● **Source material**
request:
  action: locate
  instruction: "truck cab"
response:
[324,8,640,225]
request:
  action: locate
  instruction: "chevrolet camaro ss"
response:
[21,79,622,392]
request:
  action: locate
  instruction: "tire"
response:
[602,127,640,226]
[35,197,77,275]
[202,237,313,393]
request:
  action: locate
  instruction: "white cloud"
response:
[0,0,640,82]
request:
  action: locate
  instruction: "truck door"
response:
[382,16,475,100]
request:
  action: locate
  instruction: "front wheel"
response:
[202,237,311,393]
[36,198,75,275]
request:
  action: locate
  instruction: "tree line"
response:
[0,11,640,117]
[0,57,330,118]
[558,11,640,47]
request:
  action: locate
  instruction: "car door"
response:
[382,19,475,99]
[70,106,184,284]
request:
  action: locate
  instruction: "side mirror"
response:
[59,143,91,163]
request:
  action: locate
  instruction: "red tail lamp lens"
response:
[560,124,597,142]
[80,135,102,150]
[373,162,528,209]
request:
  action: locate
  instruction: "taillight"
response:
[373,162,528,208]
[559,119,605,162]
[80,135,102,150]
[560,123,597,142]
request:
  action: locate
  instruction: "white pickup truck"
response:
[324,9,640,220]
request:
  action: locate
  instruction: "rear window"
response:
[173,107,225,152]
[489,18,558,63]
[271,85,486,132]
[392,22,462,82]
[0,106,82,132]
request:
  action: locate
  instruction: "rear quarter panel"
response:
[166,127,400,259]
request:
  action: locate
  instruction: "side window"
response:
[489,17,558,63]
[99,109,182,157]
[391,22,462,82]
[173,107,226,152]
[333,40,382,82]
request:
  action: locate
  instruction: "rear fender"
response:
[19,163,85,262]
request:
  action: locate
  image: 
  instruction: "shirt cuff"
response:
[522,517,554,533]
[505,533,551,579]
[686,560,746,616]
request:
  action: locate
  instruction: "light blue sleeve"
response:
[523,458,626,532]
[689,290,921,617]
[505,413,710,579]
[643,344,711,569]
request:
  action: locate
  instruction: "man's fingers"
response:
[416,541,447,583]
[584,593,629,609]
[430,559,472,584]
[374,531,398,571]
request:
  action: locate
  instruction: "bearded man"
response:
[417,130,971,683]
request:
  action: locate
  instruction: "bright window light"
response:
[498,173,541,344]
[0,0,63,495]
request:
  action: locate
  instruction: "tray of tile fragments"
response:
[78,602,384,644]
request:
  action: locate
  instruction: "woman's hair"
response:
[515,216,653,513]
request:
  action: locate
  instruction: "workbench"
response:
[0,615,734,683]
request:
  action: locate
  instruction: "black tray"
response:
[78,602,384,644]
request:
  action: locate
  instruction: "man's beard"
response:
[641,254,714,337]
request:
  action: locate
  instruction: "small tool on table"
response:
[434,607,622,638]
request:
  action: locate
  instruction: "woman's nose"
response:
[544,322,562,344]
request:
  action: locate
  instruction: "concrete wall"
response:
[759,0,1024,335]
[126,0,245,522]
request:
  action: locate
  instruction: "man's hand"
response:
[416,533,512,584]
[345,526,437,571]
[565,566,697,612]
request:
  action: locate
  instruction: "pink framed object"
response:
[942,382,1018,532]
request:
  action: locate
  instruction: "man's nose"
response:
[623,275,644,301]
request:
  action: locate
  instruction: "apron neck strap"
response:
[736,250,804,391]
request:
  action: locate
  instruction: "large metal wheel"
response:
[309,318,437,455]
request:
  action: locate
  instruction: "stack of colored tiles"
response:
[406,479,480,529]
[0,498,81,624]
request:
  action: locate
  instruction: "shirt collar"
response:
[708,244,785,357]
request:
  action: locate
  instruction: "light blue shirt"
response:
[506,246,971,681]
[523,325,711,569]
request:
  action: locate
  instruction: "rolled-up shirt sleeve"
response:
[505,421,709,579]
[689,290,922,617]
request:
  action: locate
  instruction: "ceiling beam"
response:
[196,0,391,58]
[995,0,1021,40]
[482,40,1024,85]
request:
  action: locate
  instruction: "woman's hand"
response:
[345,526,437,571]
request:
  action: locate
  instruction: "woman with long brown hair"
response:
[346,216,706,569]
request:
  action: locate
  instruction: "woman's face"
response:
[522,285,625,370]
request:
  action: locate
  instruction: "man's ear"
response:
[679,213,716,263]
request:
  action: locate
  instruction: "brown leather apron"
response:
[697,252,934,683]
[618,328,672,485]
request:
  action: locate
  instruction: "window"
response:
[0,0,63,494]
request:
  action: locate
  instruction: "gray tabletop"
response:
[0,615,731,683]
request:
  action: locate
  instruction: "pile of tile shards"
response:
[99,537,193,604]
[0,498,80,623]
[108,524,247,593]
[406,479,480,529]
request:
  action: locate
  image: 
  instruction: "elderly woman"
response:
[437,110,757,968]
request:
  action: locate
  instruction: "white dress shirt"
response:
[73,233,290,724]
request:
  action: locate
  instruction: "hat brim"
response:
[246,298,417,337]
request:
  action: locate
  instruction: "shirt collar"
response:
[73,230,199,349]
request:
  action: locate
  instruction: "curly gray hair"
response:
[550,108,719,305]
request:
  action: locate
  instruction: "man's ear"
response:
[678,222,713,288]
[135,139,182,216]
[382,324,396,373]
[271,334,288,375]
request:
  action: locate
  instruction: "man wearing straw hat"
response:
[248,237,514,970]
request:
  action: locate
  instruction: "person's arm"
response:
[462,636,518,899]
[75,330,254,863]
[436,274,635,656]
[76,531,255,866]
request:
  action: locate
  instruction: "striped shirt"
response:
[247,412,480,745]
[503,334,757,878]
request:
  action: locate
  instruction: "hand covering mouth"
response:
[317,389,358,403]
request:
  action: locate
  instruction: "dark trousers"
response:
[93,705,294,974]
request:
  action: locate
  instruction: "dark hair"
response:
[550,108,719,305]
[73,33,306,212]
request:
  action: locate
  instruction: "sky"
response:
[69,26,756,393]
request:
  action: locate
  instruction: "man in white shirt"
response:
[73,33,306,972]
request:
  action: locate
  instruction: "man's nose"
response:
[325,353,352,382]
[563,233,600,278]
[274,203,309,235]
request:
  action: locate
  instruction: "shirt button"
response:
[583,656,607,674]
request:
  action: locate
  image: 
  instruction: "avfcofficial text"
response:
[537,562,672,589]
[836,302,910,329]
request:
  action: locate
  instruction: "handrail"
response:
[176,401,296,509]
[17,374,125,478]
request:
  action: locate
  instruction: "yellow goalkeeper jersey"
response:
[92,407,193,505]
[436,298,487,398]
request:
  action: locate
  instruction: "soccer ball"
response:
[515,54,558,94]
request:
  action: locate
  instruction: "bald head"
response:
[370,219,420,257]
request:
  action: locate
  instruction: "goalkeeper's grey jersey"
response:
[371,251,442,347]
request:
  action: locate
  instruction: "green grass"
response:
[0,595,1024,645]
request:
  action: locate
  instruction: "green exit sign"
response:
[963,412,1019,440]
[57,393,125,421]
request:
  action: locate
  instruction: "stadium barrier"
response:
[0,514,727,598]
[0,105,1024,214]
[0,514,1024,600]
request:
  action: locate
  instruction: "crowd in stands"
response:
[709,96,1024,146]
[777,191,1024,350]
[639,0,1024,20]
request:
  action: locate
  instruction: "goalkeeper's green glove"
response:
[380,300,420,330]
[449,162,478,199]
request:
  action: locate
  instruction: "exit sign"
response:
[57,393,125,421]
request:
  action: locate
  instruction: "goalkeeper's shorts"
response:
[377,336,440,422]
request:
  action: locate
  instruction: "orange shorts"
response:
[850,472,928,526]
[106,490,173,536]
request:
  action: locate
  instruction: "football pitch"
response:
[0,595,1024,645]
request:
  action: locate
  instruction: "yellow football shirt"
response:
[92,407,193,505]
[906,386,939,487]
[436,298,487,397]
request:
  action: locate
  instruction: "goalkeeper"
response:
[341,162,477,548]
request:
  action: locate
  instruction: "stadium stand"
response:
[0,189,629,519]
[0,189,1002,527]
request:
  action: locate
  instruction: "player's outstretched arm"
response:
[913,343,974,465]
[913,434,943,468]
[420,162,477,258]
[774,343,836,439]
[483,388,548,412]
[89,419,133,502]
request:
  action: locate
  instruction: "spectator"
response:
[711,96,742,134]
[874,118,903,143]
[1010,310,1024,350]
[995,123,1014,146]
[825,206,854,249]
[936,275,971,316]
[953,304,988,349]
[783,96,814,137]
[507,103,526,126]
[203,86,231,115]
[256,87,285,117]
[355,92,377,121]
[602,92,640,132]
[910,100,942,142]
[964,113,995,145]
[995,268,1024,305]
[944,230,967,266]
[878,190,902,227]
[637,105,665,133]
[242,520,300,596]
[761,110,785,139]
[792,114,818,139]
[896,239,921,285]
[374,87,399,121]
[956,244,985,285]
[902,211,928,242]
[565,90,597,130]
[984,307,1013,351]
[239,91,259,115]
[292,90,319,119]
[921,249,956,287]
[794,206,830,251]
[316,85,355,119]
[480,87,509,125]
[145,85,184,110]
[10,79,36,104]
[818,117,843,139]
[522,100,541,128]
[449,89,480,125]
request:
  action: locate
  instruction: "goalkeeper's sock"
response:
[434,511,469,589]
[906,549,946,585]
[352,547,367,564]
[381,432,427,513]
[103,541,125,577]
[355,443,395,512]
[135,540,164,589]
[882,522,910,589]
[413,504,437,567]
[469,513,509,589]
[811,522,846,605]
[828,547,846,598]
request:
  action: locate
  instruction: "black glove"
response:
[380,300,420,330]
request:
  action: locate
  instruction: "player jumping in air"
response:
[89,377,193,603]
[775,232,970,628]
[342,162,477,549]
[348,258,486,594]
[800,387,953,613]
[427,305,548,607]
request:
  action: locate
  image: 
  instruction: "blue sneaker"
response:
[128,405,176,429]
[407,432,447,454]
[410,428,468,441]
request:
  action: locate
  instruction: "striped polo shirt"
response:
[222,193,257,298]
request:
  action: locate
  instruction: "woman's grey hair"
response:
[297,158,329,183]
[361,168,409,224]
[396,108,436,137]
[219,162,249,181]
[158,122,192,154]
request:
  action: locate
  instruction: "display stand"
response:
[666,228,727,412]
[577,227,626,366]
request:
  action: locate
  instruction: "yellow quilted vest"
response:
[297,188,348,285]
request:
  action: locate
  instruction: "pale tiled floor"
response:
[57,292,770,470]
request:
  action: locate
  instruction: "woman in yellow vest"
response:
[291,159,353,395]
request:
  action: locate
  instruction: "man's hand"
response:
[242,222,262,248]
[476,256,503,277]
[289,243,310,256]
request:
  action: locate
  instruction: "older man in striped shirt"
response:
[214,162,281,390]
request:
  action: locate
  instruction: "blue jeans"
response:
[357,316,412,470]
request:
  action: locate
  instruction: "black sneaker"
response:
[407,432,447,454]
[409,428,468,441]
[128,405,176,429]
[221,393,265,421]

● **Exercise goal**
Convert the material, from its first line through the line containing "[202,237,313,393]" (both included), into a JSON list of strings, one string per line, skipping any blank lines.

● **Result of the exercise**
[
  "request:",
  "  action: locate",
  "  instruction: \"truck cab\"",
  "response:",
  "[324,8,640,225]",
  "request:",
  "  action: locate",
  "  instruction: \"chevrolet camaro ss\"",
  "response:",
  "[21,79,622,392]",
  "request:",
  "  action: locate",
  "  instruction: \"tire\"",
  "response:",
  "[602,127,640,226]",
  "[35,197,77,275]",
  "[202,237,313,393]"
]